>> start
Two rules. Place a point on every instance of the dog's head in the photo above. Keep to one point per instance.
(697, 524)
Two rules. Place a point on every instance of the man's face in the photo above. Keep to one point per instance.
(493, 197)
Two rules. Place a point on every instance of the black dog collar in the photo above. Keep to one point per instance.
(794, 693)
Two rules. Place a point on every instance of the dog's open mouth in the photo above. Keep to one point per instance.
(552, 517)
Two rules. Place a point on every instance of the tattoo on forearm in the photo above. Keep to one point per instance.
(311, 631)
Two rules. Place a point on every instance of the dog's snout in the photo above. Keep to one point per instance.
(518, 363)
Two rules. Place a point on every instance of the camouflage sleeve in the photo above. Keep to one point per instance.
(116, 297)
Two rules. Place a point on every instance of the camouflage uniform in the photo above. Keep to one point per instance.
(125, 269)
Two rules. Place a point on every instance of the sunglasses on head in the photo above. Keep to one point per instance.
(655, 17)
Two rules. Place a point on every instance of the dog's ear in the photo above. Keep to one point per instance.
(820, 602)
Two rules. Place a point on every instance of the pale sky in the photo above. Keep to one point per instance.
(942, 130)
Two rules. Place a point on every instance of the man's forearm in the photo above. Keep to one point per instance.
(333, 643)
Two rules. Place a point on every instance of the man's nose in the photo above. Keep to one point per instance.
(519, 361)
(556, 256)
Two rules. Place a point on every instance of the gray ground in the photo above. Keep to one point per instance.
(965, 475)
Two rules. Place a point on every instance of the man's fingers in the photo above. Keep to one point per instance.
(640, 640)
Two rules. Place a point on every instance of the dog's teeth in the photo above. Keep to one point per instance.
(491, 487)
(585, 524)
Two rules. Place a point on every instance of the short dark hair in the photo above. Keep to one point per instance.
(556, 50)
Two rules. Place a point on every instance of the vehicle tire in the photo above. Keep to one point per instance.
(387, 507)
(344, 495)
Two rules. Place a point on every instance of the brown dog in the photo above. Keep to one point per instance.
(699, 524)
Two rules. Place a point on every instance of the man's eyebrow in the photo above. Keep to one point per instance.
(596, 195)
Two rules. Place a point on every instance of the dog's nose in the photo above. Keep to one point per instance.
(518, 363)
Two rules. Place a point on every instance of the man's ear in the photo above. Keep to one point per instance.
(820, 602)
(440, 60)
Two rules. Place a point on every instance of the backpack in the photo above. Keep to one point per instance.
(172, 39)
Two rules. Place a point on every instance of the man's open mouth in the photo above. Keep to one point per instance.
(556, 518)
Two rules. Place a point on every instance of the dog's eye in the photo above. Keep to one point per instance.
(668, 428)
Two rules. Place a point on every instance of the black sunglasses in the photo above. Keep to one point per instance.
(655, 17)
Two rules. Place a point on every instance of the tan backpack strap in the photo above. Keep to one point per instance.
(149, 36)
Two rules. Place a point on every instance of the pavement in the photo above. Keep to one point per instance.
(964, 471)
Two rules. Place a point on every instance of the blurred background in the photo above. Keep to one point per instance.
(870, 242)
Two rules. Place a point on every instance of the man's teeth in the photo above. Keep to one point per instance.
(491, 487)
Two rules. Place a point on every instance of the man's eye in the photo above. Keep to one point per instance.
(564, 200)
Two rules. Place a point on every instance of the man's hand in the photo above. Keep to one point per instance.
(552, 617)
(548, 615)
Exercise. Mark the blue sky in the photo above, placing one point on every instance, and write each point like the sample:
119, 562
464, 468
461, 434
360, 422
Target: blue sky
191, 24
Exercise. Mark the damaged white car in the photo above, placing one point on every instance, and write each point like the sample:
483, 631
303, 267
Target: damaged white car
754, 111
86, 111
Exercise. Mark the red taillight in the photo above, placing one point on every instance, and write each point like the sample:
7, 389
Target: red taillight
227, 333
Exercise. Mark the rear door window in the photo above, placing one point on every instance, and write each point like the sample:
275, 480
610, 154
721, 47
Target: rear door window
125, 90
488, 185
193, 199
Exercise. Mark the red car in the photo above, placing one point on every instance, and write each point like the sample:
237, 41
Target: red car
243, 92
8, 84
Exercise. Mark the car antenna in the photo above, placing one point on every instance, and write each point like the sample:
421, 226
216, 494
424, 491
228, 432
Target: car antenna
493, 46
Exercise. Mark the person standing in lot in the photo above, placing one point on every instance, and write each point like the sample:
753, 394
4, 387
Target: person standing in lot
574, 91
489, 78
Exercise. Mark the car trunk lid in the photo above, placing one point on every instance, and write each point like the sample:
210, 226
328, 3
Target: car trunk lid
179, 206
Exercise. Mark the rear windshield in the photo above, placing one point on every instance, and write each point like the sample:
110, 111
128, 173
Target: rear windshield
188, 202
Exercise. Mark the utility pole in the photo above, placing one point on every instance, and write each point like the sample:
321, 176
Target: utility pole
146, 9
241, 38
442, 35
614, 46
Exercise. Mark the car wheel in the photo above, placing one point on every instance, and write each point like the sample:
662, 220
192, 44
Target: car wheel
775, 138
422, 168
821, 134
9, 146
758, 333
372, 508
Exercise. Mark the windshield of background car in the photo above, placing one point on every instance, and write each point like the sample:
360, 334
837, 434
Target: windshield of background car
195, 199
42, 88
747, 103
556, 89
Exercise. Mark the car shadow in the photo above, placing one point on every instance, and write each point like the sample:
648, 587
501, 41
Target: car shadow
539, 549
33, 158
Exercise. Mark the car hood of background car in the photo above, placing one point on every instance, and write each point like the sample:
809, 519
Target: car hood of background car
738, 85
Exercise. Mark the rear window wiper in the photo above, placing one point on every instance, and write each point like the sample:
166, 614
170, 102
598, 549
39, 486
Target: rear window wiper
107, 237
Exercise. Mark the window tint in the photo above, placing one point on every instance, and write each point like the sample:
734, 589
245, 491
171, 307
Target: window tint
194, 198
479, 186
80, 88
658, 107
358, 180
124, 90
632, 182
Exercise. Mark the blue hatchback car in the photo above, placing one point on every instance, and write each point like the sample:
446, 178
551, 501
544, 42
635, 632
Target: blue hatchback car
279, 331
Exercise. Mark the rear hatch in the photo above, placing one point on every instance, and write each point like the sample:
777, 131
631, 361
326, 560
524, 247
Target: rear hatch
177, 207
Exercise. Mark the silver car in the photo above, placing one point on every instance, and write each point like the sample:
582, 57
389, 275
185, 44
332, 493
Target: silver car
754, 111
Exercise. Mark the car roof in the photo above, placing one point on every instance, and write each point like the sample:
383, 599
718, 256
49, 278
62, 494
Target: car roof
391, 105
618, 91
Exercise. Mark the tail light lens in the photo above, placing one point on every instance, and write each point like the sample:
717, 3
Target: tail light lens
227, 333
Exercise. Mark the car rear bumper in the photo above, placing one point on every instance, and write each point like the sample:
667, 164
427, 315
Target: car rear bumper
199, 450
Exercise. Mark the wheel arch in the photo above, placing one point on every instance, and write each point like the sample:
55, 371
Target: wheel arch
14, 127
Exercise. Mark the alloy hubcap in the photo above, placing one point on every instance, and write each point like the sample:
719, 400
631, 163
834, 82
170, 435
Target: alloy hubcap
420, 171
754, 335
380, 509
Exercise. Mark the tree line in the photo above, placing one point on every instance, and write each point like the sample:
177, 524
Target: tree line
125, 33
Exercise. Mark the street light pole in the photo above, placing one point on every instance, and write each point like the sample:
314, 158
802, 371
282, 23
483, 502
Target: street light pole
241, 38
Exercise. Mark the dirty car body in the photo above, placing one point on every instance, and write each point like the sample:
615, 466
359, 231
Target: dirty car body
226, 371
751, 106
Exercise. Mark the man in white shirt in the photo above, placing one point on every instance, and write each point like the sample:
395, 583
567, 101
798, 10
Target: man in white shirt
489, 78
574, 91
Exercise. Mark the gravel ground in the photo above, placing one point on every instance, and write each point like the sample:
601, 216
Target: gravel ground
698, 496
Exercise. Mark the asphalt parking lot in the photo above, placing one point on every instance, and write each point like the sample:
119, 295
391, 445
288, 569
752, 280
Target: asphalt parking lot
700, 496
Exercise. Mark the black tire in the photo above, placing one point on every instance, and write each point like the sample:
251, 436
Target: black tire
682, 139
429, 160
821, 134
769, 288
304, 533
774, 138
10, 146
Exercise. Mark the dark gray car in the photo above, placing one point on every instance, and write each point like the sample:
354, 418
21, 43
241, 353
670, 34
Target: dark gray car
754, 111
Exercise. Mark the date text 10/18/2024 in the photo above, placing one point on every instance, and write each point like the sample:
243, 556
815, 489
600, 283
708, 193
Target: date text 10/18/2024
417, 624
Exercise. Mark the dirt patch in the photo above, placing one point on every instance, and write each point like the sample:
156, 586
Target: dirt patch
>> end
Print again the material above, limited to the lines from the one holding "Exercise. Mark the asphalt" through the last, inclusive.

Exercise. Mark the asphalt parking lot in the photo above, placing one point on every instance, and write each point like the sample:
119, 295
391, 445
288, 569
752, 280
Target: asphalt parking lot
700, 496
Exercise. Mark the black tire in the photo above, placing one point on every instance, and write each point like the sample:
251, 436
Target: black tire
682, 139
429, 160
821, 134
769, 288
304, 533
774, 138
10, 146
Exercise. Mark the dark gray car in the photo above, placing one point on every instance, and write each point like the sample:
354, 418
21, 43
241, 353
670, 34
Target: dark gray car
754, 111
Exercise. Mark the date text 10/18/2024 in the photo above, placing one point on every instance, and write each point like the sample:
243, 556
815, 489
600, 283
708, 193
Target: date text 10/18/2024
417, 624
Exercise. Mark the dirt patch in the photo above, placing one point on every instance, and write each point like the sample:
156, 586
Target: dirt patch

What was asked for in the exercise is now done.